Sayfa =>
* * * * *
29 Nisan 2015 – Ali Ulutaş – Dostlara Yeniden Merhaba
21 Nisan 2015 günü ameliyat olmuştum. Şimdi evde ve iyileşmeye doğru giderken 24 Nisan geldi geçti. Avustralya açısından Gelibolu uluslaşmanın başlangıcı kabul edildiğinden, her yıl daha bir duyarlılıkla ANZAK Gününe sahip çıkıyorlar. Türkiye açısından da Çanakkale savaşları ulusal kurtuluş savaşının aslında başlangıcıdır. Bazı kendini bilmez, utanmaz arsızlar çıkıp ordaki bölüklerdeki eratın etnik kimlikleri üzerinden siyaset yapmaya çalışıyorlar. Bu tür yaklaşımlar en başta Çanakkale’de şehit olanların anılarına karşı yapılabilecek en büyük terbiyesizlik, saygısızlıktır. Askerlik yapanlar bilirler. Askeri birliklerde her yöreden erat bulunur. Bazı yörelerde yoğun, bazı yörelerde az yoğunluk görülür. Çanakkale’de de böyle olmuştur. Diyelimki bugün kü iller idaresi bazında bir ilde Çanakkale’de ölen olmamıştır. O zaman o ili suçlamak mı lazım? Oradaki askere alınmış erat da başka bir yurt parçasına gönderilmiştir. Ülkesi ve ulusunun kurtuluşu için can verenlere sadece minnet ve saygı duyulur.
* * * * *
Görev ve koşullar => Çanakkale üzerine olan yazıya göre Çanakkale savaşları, Türkiye açısından neyin başlangıcıdır? Satırlar başka bir kaynaktan alınmıştır.
* * * * *
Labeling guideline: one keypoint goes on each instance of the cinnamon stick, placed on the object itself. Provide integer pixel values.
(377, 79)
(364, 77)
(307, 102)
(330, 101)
* * * * *
Görev çözümü => Ulusal kurtuluş savaşının başlangıcıdır.